__Ausgangstext__.
.....

Wenn Erziehung scheitert, empfiehlt sich in naheliegender Weise das komplette Gegenteil: Nicht zu erziehen. Doch damit ist nicht die totale Anarchie gemeint, sondern neben der Freiheit und dem respektvollen Umgang auf Augenhöhe auch ausreichend Struktur und Eigenverantwortung. Ich stelle eine Behauptung auf, die nicht wenige überraschen dürfte: Kinder sind von Natur aus kooperativ und emphatisch.

Kinder sind kooperativ und emphatisch

Wenn sie sich sträuben und gegen andere stellen, dann häufig deshalb, weil sie sich missverstanden fühlen, weil man sich ihnen gegenüber übergriffig verhalten hat, weil man ihnen suggeriert hat, nicht gut genug zu sein. Das muss nicht zwangsläufig im Elternhaus geschehen sein. Auch in der Schule oder generell unter Gleichaltrigen kann es zu solchen Verletzungen der individuellen Souveränität kommen, welche aus dem Selbstschutz heraus beim Kind in unschönem Verhalten münden können. Manchmal ist den Kindern auch einfach langweilig, sie wissen nicht, wohin mit sich und ihren Eindrücken und Gefühlen, manchmal sind sie erschöpft oder überreizt. Genauso wie bei uns gibt es tausend Gründe, warum man übellaunig sein kann. Wieso glauben wir, ihnen diese Empfindungen absprechen zu können, indem wir sie »erziehen«? Besser ist es, ihnen einen Rahmen zu geben und ihnen vorzuleben, wie man mit diesen Unstimmigkeiten im Inneren umgehen kann.

Und gleichzeitig bestätigte sich die These, dass die meisten Menschen gute Leute waren, wenn man sie nur gut behandelte …

Michelle Obama, »Becoming«

Wenn Erziehung scheitert: SOS-Erziehungstipps

Wir werden hier keine Wenn-Dann-Formulierungen vornehmen, sondern an die Eigenverantwortung der Eltern appellieren. Auch Sie sollten sich trauen, Fehler zu machen, auch Sie sollten sich im Umgang mit Ihrem Kind korrigieren dürfen, auch Sie sollten sich Unsicherheiten eingestehen – und Sie sollten das ganz offen und authentisch mit Ihrem Kind teilen. Denn genau das ist das Leben! Wir brauchen unseren Kindern nicht mit Urlauben und Geschenken zeigen, wie schön das Leben und wie erstrebenswert Geld sein kann. Das können wir auch tun, doch es sollte nicht zuvorderst geschehen. Zuvorderst müssen wir unseren Kindern zeigen, wie der ganz normale Alltag mit allen Komplikationen und Stimmungen zu bewältigen ist.

.....

__Datenauszug__.
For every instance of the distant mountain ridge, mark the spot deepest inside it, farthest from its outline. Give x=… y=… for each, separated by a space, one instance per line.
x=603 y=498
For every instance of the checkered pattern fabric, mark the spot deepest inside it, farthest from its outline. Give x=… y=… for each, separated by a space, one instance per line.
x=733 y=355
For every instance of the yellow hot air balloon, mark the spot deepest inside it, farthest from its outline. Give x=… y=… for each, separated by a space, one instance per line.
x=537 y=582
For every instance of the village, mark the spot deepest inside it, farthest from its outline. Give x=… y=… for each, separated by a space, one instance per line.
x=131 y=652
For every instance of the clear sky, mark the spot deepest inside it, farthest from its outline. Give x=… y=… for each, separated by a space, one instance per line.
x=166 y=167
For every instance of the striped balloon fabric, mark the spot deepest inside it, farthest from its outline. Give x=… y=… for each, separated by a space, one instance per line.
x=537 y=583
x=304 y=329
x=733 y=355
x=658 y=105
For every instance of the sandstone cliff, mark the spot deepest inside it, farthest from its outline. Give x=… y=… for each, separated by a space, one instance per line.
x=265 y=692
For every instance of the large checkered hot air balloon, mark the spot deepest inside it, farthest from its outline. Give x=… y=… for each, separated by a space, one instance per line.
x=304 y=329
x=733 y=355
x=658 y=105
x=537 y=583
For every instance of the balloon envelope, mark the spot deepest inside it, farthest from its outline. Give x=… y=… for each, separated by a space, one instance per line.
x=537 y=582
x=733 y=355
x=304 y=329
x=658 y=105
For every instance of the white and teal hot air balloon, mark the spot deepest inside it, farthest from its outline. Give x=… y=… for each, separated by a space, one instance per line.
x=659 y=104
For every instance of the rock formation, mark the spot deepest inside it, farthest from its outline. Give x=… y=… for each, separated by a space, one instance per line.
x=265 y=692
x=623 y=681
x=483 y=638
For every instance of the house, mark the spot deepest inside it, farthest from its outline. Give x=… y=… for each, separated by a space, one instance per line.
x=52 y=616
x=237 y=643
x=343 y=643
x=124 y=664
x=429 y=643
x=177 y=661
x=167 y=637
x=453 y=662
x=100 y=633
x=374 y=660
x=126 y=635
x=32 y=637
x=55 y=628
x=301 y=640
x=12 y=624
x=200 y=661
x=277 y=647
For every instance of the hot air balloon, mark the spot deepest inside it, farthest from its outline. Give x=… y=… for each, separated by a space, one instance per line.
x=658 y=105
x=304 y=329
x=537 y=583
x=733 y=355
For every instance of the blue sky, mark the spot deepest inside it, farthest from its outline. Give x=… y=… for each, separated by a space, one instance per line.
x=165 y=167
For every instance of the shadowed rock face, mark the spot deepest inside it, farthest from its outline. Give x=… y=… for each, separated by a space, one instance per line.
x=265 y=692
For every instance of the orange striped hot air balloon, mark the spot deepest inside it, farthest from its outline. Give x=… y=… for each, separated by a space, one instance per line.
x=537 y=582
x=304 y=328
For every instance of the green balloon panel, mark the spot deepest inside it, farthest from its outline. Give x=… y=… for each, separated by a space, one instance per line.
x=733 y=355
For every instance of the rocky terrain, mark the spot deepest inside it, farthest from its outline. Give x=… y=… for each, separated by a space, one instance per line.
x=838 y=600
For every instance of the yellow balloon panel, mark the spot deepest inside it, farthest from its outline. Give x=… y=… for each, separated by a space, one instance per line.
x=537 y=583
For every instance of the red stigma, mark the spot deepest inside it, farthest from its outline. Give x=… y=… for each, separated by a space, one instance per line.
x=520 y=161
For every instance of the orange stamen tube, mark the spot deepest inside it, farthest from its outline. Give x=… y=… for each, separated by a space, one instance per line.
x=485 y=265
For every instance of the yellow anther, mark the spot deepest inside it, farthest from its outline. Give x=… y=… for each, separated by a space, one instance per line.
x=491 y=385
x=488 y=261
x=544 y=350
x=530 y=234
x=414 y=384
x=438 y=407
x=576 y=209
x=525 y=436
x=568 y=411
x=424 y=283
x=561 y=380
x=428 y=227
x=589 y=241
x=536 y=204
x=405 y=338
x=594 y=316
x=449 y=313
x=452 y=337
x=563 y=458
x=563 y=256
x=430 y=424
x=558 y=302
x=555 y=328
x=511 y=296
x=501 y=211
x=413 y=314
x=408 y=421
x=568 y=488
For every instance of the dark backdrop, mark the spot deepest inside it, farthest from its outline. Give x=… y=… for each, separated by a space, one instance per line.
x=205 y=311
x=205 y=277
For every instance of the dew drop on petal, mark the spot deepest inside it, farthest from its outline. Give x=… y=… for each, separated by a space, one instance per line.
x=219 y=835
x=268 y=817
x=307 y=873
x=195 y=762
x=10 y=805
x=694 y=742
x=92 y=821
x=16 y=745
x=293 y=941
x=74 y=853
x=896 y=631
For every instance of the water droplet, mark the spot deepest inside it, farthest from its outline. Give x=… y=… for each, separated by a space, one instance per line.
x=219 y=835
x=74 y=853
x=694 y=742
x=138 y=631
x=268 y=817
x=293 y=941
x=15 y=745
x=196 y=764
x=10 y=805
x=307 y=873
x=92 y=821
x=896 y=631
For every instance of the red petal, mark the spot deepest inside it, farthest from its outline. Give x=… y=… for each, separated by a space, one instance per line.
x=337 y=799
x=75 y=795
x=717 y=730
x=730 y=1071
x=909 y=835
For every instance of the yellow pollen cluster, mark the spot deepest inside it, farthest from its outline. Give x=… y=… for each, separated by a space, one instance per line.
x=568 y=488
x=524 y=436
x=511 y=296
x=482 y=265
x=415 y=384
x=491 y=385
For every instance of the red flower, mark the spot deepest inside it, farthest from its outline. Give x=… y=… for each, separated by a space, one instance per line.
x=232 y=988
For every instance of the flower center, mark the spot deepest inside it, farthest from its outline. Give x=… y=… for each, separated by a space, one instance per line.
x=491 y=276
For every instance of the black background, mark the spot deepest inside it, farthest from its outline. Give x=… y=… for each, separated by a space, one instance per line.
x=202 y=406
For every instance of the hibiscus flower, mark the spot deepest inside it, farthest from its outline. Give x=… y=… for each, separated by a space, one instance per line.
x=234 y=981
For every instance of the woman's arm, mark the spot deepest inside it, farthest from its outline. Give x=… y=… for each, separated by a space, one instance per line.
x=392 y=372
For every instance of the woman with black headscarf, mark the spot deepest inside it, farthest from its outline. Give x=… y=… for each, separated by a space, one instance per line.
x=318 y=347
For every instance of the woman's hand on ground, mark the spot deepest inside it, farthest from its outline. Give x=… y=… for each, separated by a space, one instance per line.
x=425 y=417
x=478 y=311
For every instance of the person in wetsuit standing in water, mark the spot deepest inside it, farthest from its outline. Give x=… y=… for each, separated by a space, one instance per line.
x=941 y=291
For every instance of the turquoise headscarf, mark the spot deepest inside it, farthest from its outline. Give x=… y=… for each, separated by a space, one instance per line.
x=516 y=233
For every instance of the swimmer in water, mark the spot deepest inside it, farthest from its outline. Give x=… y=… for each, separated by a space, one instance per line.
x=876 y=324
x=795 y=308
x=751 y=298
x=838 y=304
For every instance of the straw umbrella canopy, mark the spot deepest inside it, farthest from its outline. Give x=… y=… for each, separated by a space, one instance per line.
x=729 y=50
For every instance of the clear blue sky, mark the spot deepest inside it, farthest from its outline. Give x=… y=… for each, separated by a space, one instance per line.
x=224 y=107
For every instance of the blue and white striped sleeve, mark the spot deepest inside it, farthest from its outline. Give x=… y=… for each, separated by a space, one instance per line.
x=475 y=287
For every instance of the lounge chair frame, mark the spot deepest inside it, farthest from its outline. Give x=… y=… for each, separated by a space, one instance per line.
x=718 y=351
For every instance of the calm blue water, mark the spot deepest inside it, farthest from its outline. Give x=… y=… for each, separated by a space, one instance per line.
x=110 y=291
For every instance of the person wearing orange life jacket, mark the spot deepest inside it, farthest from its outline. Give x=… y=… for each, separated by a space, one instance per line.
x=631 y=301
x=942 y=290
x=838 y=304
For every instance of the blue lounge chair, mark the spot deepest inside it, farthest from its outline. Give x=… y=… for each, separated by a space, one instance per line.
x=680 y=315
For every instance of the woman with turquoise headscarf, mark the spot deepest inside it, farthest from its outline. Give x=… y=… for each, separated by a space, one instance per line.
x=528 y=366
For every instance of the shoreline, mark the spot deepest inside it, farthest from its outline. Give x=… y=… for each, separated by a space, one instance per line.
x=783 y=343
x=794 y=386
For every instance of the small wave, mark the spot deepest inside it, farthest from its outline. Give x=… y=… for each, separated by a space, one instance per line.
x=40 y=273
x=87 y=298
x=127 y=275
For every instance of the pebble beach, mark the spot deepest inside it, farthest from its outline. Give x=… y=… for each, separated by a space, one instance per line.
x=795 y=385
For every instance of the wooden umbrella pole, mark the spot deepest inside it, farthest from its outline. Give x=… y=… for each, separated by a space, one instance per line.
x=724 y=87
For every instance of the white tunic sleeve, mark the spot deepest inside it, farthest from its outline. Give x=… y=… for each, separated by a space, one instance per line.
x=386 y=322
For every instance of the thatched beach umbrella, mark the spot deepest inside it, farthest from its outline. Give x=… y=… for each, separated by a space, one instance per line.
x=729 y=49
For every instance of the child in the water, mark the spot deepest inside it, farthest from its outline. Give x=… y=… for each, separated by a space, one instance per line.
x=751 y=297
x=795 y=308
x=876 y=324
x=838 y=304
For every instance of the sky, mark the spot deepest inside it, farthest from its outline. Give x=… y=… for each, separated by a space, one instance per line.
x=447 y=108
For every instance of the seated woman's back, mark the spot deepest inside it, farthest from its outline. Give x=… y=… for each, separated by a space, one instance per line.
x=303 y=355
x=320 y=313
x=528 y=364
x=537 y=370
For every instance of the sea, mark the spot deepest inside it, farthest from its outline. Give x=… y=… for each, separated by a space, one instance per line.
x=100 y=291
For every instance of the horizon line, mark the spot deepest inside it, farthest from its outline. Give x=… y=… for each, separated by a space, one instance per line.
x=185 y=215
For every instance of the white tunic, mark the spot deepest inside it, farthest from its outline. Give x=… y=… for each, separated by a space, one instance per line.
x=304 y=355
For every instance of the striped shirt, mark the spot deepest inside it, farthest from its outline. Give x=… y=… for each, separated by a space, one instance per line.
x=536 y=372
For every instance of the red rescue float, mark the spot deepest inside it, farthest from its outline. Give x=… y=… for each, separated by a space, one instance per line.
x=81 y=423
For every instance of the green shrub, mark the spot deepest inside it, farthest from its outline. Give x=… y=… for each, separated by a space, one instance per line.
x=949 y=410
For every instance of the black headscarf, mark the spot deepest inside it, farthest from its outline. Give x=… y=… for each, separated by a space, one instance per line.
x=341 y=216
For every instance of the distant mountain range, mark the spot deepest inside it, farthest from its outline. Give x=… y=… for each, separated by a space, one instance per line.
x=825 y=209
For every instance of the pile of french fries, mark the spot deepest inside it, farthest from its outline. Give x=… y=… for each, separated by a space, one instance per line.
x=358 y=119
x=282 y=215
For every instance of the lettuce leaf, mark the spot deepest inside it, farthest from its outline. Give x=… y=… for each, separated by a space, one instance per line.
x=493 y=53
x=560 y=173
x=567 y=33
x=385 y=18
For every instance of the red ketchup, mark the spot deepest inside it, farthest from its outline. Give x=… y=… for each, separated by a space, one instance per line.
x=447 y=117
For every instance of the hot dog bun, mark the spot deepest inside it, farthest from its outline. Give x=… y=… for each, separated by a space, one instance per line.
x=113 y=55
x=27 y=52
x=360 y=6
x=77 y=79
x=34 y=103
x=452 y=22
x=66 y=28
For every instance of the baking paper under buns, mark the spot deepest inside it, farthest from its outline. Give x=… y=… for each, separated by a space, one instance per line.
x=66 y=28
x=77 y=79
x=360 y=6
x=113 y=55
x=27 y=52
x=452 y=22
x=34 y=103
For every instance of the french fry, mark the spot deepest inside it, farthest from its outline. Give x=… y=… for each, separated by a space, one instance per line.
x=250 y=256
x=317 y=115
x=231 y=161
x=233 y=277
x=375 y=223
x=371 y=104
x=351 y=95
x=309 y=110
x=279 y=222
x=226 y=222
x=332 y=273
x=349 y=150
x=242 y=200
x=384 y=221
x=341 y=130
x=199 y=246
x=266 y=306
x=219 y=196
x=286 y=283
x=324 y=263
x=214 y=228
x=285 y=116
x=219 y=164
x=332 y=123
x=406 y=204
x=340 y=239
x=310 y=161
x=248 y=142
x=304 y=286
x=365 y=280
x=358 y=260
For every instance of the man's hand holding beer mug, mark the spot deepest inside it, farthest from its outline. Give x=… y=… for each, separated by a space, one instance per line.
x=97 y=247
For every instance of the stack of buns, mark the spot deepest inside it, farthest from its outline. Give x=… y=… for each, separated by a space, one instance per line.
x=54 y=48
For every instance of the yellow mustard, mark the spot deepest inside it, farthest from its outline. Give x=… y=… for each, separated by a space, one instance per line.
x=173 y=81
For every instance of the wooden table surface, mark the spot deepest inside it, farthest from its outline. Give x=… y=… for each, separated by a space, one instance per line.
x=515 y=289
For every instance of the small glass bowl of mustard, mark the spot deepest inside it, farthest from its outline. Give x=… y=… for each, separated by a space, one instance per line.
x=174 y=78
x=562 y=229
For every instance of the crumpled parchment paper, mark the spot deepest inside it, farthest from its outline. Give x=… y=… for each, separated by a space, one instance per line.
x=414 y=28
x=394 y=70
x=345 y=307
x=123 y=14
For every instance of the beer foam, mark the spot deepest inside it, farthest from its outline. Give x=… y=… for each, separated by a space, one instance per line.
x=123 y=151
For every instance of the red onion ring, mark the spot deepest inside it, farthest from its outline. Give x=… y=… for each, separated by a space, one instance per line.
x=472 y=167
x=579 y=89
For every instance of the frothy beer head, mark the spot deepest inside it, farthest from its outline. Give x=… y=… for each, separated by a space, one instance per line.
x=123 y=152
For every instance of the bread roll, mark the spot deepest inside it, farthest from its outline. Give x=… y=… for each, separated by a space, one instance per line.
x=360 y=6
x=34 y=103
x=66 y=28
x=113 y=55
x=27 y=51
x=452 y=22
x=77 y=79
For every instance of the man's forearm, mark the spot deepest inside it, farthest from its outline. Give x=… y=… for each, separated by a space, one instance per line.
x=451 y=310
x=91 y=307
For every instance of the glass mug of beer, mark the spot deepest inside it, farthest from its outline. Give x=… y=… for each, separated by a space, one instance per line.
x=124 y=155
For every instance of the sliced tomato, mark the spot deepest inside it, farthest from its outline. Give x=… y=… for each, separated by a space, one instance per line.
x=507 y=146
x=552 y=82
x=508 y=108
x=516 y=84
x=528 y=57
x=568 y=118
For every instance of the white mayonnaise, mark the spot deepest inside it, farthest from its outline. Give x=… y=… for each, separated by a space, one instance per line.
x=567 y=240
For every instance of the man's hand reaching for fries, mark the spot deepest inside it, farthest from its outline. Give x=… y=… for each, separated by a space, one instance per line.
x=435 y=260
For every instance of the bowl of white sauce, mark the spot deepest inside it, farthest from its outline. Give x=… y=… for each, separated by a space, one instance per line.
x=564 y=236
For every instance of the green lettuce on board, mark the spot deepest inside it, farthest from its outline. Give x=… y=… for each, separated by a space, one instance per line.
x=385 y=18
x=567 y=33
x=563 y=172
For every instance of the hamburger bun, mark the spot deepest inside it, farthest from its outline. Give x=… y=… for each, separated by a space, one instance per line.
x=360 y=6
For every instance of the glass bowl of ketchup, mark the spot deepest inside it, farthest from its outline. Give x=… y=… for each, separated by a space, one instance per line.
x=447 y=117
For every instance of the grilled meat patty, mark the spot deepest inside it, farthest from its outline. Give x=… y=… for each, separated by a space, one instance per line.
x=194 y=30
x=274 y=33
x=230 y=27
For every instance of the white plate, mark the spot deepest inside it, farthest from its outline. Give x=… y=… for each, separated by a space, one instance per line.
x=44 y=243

.....

__Zu erledigen__.
- 1) Zitieren Sie aus dem Text über Erziehung den Abschnitt, der mit den Worten um „Wenn Erziehung scheitert, empfiehlt“ einsetzt und mit „kooperativ und emphatisch.“ schließt.
- 2) Prüfen Sie für jede Aussage, ob sie dem Text über Erziehung entspricht. Antworten Sie jeweils mit Ja oder Nein und führen Sie die entscheidenden Worte des Textes wörtlich an.
(a) Langeweile wird als ein möglicher Grund für unschönes Verhalten von Kindern genannt.
(b) Verletzungen der individuellen Souveränität eines Kindes geschehen laut Text nur im Elternhaus.
(c) Der Text kündigt Wenn-Dann-Formulierungen als Erziehungstipps an.
- 3) Schreiben Sie den Text über Erziehung bitte im Anschluss an seinen letzten Satz weiter.

__Antworten je Aufgabe__.
- 1)
Wenn Erziehung scheitert, empfiehlt sich in naheliegender Weise das komplette Gegenteil: Nicht zu erziehen. Doch damit ist nicht die totale Anarchie gemeint, sondern neben der Freiheit und dem respektvollen Umgang auf Augenhöhe auch ausreichend Struktur und Eigenverantwortung. Ich stelle eine Behauptung auf, die nicht wenige überraschen dürfte: Kinder sind von Natur aus kooperativ und emphatisch.

- 2)
(a) Ja: „Manchmal ist den Kindern auch einfach langweilig“
(b) Nein: „Das muss nicht zwangsläufig im Elternhaus geschehen sein.“
(c) Nein: „Wir werden hier keine Wenn-Dann-Formulierungen vornehmen“

- 3)
Authentisch sein

Kind auf Papas Arm erschöpft

Nach einem anstrengenden Tag hilft Unterstützung. © Nicolas Alejandro under cc

Erziehung scheitert immer dann, wenn man nicht authentisch ist. Authentizität ist das Wichtigste im Umgang mit den Kindern. Kinder sind klug, sie merken, wenn man ihnen etwas vormacht. Das heißt nicht, dass Sie ins Kinderzimmer rennen und all Ihre Probleme mit dem Nachwuchs besprechen sollen. Oder dass Sie vor Ihrem Kind mit Ihrem Partner streiten sollen. Kinder dürfen Kinder sein und haben ein Recht auf eine unbelastete Kindheit. Es heißt lediglich, dass Sie Ihrem Kind authentisch vorleben, wie man dieses Leben zu seinen Bedingungen authentisch meistert. Dazu gehört, dass man manchmal keine Lust hat morgens aufzustehen und es nur wegen des Geldes macht. Dazu gehört, sich abends erschöpft auf das Sofa fallen zu lassen, weil man einfach Ruhe braucht. Einfach stumpf aufs Handy schauen oder den Fernseher laufen lassen. Auch das machen wir! Wem wollen wir etwas vormachen? Unseren Kindern, die mit uns tagtäglich zusammenleben und uns beobachten?

Wir können auch Erschöpfung und Übellaunigkeit kommunizieren, ohne den anderen dafür direkt oder indirekt in die Verantwortung zu nehmen, und uns deshalb zurückziehen (wenn das Kind ein entsprechendes Alter hat). Man sagt: »Ich bin heute nicht gut drauf. Ich werde mich heute etwas mehr zurückziehen.« Kinder ab einem gewissen Alter werden dafür Verständnis haben, umso stärker sie auch gewohnt sind, dass man ihre Grenzen respektiert.

Kommunikation ist alles

Ja, manchmal hat man das Gefühl, man würde quatschen wie ein Wasserfall, doch die angehenden Schulkinder löchern weiter mit Fragen, manchmal werden sie sogar knatschig dabei. In dem Fall ist es vielleicht ratsam, nach einigen gegebenen Antworten einfach mal zuzuhören. Gegenfragen zu stellen, was die Kleinen glauben, wie die Antwort auf ihre Frage lautet. So lernt man dahinterliegende Sorgen, Ängste und Motive kennen. Eventuell kann man auch Gespräche auf die Abendbrotzeit verschieben und dadurch einen Kompromiss zwischen den Alltagsanforderungen und den kindlichen Bedürfnissen finden. Glauben Sie mir, Kinder werden merken, wenn man sie für voll nimmt und ihnen wahrhaftig auf Augenhöhe begegnet. Und sie werden es zu schätzen wissen.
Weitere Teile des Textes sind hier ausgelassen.